▶ Textauszug:
+-------+

Protokollarisch vergriffen

Der ehemalige deutsche Bundeskanzler Helmut Schmidt war für seine jovial-bürgerliche Art bekannt und beliebt. So entschied er auch, den Staatsbesuch des sowjetischen Ministerpräsidenten Breshnjew zu sich, in sein Häuschen in Hamburg, einzuladen - sehr zum Entsetzen des gesamten Stabes, denn das Haus Schmidts war keineswegs mit jenen Schlössern vergleichbar, in denen der Held der sowjetischen Republik zu logieren gewöhnt war.

Dennoch wurde dort getafelt, und die protokollarische Sitzordnung sah vor, daß die Frau des deutschen Bundespräsidenten Scheel direkt neben Breshnjew zu sitzen kam. Plötzlich war der so, als tätschelte eine plumpe-kräftige Männerhand ihren Oberschenkel! Blut schoß ihr ins Gesicht, und mit größter Beherrschung wandte sie den Kopf zu Breshnjew. Doch der verzog keine Miene, und auch seine Körpersprache verriet keine erotische Anwallung.

+-------+

▶ Inhalt der Daten:

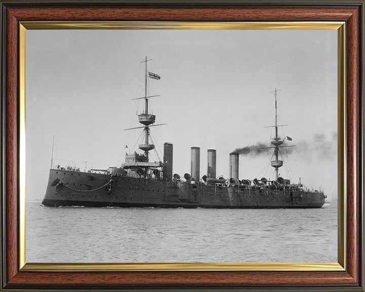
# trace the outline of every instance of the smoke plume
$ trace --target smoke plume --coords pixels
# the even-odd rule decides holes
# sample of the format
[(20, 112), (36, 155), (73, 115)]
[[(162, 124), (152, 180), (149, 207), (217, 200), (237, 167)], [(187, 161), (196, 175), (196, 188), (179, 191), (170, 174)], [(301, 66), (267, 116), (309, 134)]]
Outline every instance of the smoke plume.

+-------+

▶ Deine Aufgaben:
A - Wohin lud Helmut Schmidt laut dem Text über Breshnjews Besuch den sowjetischen Ministerpräsidenten ein?
B - Schreib den Text über Breshnjews Besuch bei Helmut Schmidt nach seinem letzten Satz weiter.
Die Liste hat mit dem Text nichts zu tun und stammt aus einer anderen Quelle.

▶ Die Ergebnisse:
A - In sein Häuschen in Hamburg.

B -
Da zog sich die Hand, die nun den schwerwiegenden Fehler durch anatomische Tasterfahrung bemerkt hatte, blitzschnell wieder zurück.

Später klärte sich der Vorfall, auf welche Weise beschreibt Joschka Pintschovius allerdings nicht, der von dieser Peinlichkeit berichtet, die dem für solche Ereignisse einfach nicht gewachsenen Haushalt Schmidts - also: dessen kleinbürgerlicher Selbstüberschätzung, die es zu demonstrieren galt - zuzuschreiben war. Die Hand gehörte dem persönlichen Sekretär des russischen Gottsobersten, der seinem Herrn auf übliche Weise diskret eine Insulinspritze verabreichen wollte, ehe der noch zu essen begann. Nur hatte der ganz darauf vergessen, daß die Situation eine andere Sitzordnung verlangte als gewohnt.

Die Spritze erhielt Breshnjew übrigens später und nachträglich, auf der (winzigen) Toilette des Wohnhauses von Schmidt. Aber da war die Stimmung, wie es heißt, bereits gehoben.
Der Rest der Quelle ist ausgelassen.